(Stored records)
================================

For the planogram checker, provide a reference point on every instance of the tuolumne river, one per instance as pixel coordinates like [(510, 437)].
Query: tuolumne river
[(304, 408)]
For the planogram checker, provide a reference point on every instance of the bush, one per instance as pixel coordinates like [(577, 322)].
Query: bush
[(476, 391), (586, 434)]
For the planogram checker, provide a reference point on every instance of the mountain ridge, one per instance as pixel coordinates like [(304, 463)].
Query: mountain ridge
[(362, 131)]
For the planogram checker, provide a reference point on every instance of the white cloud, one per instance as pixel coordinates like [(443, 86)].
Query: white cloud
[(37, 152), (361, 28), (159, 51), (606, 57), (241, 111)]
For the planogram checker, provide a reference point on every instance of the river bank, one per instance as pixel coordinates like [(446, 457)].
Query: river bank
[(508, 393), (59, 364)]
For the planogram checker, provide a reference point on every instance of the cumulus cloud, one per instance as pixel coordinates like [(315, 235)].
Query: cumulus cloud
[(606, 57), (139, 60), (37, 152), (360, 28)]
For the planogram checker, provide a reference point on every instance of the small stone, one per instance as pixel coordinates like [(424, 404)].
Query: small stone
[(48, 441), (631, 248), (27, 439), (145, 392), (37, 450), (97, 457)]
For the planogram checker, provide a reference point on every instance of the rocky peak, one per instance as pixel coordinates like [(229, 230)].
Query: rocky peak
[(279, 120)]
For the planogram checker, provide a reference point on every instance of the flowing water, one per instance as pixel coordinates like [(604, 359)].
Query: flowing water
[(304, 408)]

================================

[Written task]
Pull out the data word for word, starting at the line that contains "like [(577, 322)]." and ending at the line that contains "[(362, 131)]", with both of those lines included.

[Task output]
For the planogram checker, provide a reference point on every instance of the bush, one per instance as pixel coordinates like [(577, 322)].
Query: bush
[(476, 391), (586, 434)]
For the planogram checker, provide a reference point on every instance of the mountain ridge, one per instance as pixel coordinates like [(304, 463)].
Query: mountain ridge
[(362, 131)]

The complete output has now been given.